To be done:
All records should be reproduced verbatim.

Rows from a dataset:
——

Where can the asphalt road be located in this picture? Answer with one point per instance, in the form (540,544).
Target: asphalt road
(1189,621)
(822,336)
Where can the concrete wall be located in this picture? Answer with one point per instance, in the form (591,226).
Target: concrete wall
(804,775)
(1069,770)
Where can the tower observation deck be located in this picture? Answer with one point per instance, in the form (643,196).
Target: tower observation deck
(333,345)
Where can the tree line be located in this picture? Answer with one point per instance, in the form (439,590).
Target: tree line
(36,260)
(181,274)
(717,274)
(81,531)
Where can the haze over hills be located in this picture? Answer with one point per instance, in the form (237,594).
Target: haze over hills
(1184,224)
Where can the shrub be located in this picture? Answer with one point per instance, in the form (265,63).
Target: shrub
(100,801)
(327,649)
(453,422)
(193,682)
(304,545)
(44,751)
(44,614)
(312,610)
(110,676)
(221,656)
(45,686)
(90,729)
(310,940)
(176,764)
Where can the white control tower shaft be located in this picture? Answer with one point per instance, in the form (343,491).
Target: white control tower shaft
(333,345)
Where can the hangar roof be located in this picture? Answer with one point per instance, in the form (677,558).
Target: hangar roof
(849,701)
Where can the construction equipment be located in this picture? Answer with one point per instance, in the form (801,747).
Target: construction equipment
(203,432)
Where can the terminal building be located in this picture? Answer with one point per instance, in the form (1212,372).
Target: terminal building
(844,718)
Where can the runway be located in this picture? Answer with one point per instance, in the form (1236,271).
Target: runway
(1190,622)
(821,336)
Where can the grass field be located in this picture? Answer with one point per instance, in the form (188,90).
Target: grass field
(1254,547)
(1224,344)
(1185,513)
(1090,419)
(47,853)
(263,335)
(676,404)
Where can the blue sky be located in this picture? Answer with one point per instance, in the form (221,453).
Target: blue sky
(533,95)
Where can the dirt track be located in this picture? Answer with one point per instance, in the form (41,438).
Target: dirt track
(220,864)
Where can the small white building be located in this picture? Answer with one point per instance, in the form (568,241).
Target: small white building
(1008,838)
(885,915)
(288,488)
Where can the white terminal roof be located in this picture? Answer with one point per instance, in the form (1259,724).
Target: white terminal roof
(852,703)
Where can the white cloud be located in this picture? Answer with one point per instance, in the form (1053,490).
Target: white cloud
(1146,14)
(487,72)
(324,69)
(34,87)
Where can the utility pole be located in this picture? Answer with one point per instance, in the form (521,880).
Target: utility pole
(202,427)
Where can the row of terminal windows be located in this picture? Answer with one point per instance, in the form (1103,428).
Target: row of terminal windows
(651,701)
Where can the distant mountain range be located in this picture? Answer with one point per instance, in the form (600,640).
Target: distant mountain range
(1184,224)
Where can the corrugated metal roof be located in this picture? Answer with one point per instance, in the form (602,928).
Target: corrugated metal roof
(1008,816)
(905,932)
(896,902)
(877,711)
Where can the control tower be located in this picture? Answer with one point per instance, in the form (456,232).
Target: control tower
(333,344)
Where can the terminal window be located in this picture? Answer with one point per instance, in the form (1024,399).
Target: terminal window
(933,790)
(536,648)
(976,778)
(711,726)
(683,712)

——

Answer to the problem:
Where can the asphalt road be located in this picture? Answer with one point per instance, in the form (540,544).
Target: asphalt road
(1189,621)
(822,336)
Where can the concrete wall be located in this picture? Answer with one point per instance, in the form (591,226).
Target: concrete wall
(804,775)
(1069,770)
Where can the tower observation deck be located in this picture? Answer with one point per instance, in the form (643,196).
Target: tower observation deck
(333,345)
Where can the tree line be located in this picture? Answer with one point per instance, in the form (439,590).
Target: tree line
(36,260)
(181,274)
(717,274)
(81,531)
Where can the haze over hills be located in this picture? Answer with one point per instance, in the form (237,594).
Target: haze over hills
(1184,224)
Where can the shrub be located in this picture? Answer with one point per instance, in the form (265,63).
Target: shrub
(100,801)
(327,649)
(453,422)
(193,682)
(304,545)
(44,751)
(44,614)
(312,610)
(110,676)
(221,656)
(45,686)
(90,729)
(310,940)
(176,764)
Where can the white control tower shaft be located in this picture? Answer with one point per instance, in the form (343,491).
Target: white control tower shaft
(333,345)
Where can the hangar roof be located in this picture? Answer with one point per instance, in the form (677,558).
Target: hangar roof
(849,701)
Where can the construction equipment be located in this picture? Answer with one point per instance, in the form (801,747).
Target: construction equipment
(203,432)
Where can the terminal building be located in this picture? Answer with one point per instance, in the form (1212,372).
Target: terminal building
(844,718)
Where can the runway be located in this picture? Answer with one point per instance, in the form (1236,271).
Target: runway
(1190,622)
(821,336)
Where can the grass field be located in this picture? Answer with one point per instance, in the form (188,90).
Target: grass field
(1254,547)
(1224,344)
(1185,513)
(1090,419)
(47,853)
(263,335)
(676,404)
Where can the blue sky be located in this picture? Answer with one point per instance, in the form (221,453).
Target: blue sky
(533,95)
Where can the dirt track be located in this picture? Answer with one point per instance, in the form (41,438).
Target: dirt track
(220,864)
Where can the small white building be located in this picture? Answer with one point per instance, in the form (568,241).
Target: small white building
(1008,838)
(885,915)
(288,488)
Where can the white terminal roof be located in this picture? Answer with one point per instance, in the form (1259,724).
Target: white terminal roof
(852,703)
Where can the white cloud be located in this picture? Answer with one point per instance, in the form (1053,490).
Target: white cloud
(1146,14)
(487,72)
(324,69)
(34,87)
Where can the utility pole be located in this picture? Answer with one point per instance, in the form (521,880).
Target: utility pole
(202,427)
Where can the row of terminal windows be located in this picture? Answer with one point per instance, in the form (1103,428).
Target: row of terminal windows
(651,701)
Where can the distant mountain range be located in this picture? Answer with one point per instance, in the form (600,640).
Target: distant mountain range
(1184,224)
Where can the corrugated metal roof be located in this picture? Answer with one point per instance, in the form (602,928).
Target: corrugated metal roof
(1008,816)
(905,932)
(896,902)
(877,711)
Where can the control tower be located in this picture? Answer with one point per instance, in the form (456,232).
Target: control tower
(333,344)
Where can the terminal window be located in this picture? Answer with one point per instance, in the form (1024,399).
Target: terminal window
(933,790)
(536,648)
(976,778)
(711,726)
(683,712)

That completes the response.